### What the task requires
List each line of the data that holds the string "person", please.

---- Supplied material

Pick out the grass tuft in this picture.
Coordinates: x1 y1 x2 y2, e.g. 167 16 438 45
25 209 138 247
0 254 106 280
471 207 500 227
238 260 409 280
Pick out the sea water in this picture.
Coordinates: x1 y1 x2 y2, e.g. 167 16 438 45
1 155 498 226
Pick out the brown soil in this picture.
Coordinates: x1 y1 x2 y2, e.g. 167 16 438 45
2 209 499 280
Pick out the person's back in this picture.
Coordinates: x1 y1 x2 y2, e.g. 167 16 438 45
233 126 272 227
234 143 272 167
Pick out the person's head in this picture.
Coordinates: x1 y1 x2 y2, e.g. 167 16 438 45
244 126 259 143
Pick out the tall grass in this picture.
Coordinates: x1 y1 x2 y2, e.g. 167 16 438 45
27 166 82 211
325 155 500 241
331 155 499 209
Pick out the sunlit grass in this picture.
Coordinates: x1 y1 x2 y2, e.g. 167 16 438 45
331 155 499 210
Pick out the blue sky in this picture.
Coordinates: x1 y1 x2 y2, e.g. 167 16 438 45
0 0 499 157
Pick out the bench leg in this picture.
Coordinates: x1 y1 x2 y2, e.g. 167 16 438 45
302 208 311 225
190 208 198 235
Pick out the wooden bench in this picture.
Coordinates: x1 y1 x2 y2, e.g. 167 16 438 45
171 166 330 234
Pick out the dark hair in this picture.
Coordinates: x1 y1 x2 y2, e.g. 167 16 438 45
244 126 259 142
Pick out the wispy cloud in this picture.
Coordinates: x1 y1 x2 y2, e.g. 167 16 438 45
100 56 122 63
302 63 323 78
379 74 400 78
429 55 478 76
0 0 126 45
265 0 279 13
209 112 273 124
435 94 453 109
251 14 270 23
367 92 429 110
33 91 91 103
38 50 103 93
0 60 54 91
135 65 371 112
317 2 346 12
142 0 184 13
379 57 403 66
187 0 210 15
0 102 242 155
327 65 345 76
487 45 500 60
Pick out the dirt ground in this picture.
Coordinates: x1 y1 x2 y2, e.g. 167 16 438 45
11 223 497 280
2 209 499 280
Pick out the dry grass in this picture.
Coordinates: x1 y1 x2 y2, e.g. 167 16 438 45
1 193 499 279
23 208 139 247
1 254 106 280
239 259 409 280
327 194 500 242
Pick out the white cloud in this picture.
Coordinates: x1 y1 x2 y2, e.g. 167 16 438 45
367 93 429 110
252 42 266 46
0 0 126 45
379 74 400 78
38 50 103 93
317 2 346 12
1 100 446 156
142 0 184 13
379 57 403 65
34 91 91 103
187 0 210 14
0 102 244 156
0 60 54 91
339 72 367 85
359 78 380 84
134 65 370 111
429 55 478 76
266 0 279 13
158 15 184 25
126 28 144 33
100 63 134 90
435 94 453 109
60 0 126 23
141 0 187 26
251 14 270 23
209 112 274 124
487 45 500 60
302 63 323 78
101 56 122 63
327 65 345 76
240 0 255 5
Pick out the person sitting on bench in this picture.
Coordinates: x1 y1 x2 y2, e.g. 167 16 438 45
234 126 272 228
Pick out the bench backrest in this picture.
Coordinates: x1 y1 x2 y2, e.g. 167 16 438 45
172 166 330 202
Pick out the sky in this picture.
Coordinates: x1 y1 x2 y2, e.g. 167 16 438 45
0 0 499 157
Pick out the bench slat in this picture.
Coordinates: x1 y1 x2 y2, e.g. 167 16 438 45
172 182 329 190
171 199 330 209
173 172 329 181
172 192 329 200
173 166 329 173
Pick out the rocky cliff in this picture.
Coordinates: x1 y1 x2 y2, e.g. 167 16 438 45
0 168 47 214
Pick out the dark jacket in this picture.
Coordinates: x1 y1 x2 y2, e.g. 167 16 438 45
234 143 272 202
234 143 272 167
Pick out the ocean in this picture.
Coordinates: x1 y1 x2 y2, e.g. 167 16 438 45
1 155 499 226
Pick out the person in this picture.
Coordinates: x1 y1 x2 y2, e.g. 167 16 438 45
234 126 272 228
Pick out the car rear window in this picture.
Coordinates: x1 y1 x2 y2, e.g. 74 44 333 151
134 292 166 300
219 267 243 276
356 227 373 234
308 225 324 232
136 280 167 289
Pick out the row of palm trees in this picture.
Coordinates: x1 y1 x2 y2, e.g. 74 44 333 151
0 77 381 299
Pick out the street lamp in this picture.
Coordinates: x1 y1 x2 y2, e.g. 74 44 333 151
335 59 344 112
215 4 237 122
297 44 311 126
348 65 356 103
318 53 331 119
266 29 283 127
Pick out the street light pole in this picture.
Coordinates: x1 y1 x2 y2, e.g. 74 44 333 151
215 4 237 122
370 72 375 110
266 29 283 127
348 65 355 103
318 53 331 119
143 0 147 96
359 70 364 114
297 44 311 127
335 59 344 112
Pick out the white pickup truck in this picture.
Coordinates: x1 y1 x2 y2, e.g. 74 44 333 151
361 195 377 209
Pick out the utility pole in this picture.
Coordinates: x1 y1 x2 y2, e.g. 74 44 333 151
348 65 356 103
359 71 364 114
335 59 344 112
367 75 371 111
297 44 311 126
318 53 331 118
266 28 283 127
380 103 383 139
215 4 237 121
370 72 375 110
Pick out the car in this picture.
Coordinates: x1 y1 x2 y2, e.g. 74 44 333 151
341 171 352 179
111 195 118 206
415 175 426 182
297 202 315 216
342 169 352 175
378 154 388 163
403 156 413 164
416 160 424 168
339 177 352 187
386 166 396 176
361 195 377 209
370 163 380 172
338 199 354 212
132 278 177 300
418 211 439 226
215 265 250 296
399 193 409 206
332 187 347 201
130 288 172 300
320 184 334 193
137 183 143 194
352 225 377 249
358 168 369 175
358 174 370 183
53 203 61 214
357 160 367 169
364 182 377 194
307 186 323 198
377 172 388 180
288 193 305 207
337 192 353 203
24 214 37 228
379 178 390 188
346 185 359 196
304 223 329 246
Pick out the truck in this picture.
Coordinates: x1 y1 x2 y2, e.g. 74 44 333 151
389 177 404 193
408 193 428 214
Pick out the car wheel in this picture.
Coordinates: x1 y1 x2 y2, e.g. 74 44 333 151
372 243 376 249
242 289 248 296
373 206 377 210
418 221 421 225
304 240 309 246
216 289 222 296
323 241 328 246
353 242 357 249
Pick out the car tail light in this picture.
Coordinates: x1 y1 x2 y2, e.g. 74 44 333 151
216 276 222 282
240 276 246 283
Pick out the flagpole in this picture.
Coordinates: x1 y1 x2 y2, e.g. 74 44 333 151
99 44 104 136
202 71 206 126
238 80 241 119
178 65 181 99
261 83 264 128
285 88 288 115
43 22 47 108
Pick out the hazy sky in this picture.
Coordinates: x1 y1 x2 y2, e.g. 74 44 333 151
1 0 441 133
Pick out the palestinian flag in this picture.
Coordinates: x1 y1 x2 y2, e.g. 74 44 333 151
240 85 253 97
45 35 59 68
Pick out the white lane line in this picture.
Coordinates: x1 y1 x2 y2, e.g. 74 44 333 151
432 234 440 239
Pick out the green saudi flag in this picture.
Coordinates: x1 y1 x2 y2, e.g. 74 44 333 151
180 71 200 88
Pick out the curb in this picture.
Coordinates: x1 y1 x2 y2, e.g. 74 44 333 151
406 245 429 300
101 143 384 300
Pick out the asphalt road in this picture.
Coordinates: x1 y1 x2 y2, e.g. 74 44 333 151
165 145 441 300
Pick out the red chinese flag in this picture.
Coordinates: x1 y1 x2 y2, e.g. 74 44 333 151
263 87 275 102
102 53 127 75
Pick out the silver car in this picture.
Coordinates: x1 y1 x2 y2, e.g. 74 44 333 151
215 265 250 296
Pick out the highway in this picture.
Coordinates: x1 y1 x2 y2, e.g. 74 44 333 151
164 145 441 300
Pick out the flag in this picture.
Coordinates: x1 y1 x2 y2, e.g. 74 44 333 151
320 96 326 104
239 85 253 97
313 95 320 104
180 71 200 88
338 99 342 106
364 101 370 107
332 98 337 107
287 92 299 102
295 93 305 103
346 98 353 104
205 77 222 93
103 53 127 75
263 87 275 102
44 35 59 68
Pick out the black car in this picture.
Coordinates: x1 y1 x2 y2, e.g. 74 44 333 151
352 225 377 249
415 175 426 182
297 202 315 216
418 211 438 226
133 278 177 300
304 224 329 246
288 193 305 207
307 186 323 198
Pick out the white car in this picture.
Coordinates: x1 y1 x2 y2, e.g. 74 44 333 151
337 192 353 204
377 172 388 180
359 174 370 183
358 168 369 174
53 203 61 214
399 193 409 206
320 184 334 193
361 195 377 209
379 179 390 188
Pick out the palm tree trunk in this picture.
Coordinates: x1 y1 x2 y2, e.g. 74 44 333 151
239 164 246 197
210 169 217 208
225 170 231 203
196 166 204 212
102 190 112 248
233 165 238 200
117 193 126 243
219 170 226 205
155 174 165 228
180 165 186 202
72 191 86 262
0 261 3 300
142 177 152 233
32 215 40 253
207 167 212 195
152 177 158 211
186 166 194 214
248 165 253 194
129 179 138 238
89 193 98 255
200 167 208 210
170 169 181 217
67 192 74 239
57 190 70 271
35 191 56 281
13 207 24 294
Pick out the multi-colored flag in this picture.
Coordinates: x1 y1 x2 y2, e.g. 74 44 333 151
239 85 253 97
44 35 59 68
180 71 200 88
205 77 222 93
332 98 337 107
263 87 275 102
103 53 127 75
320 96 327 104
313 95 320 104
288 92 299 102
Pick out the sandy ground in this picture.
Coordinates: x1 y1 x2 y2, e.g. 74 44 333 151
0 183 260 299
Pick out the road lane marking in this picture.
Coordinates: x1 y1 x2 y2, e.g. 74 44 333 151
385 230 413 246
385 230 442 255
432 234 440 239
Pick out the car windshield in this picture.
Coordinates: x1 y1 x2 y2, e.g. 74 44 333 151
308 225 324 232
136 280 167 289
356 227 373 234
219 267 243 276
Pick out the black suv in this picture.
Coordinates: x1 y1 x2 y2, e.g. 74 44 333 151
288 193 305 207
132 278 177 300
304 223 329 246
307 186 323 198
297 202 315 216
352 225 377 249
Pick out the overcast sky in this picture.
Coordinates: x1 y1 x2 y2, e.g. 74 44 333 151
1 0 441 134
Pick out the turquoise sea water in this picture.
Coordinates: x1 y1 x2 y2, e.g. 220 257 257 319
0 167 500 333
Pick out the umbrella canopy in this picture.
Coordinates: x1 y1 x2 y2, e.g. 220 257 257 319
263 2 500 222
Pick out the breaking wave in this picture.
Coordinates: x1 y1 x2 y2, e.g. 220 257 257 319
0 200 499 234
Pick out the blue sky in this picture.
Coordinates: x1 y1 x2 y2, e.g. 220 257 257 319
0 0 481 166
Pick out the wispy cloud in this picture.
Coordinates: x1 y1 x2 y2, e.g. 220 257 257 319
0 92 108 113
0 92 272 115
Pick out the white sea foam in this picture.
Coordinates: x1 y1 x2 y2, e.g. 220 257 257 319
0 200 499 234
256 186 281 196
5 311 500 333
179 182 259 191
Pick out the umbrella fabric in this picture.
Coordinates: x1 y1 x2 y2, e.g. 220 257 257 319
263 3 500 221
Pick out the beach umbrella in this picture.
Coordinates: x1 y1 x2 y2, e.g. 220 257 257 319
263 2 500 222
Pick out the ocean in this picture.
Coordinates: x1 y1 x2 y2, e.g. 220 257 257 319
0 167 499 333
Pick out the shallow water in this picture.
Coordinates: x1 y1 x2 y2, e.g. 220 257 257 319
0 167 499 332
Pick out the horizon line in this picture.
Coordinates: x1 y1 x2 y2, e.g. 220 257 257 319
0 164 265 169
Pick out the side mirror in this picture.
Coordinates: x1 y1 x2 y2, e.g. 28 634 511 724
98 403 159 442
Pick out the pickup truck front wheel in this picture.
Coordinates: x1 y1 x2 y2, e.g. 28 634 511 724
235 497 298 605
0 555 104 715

--------

### Solution to this exercise
Pick out the person's back in this picture.
Pick out the person's head in this picture.
Pick out the person sitting on bench in this picture.
Pick out the person in this picture.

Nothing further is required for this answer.